### WHAT IS EXPECTED
Please reproduce the stretch of material from the line containing "of the pebble" through the line containing "[[538, 505], [357, 542], [465, 663], [127, 644]]" in full, shifting each coordinate by -141.

╭──

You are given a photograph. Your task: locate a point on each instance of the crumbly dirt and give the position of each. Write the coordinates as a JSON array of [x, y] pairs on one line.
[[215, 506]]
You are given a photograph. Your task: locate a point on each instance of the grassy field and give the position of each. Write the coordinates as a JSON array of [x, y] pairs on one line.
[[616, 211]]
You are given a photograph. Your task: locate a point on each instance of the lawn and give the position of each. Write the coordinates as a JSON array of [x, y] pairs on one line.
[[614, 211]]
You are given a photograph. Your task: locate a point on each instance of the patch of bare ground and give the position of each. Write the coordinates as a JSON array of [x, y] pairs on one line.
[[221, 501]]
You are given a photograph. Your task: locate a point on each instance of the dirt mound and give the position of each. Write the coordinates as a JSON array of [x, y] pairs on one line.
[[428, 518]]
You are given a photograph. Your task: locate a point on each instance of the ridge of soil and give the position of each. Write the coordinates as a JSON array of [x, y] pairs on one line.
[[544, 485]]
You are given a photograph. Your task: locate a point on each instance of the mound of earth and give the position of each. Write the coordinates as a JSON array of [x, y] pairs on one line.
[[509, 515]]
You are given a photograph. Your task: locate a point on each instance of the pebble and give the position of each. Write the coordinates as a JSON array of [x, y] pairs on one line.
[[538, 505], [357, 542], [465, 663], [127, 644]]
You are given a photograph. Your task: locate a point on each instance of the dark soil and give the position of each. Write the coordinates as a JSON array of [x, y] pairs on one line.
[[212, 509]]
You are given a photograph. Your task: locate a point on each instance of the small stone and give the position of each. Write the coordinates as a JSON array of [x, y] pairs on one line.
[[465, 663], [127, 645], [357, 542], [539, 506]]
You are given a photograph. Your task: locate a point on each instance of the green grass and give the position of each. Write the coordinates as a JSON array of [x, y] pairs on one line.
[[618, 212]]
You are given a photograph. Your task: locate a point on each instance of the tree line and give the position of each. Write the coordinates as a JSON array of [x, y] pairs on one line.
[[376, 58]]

╰──

### WRITTEN SOLUTION
You are given a photograph. Your task: locate a point on each instance of the pebble and give the position of each. Write the coordinates as a JSON array of [x, y] pairs on one line.
[[397, 364], [216, 401], [324, 522], [-14, 503]]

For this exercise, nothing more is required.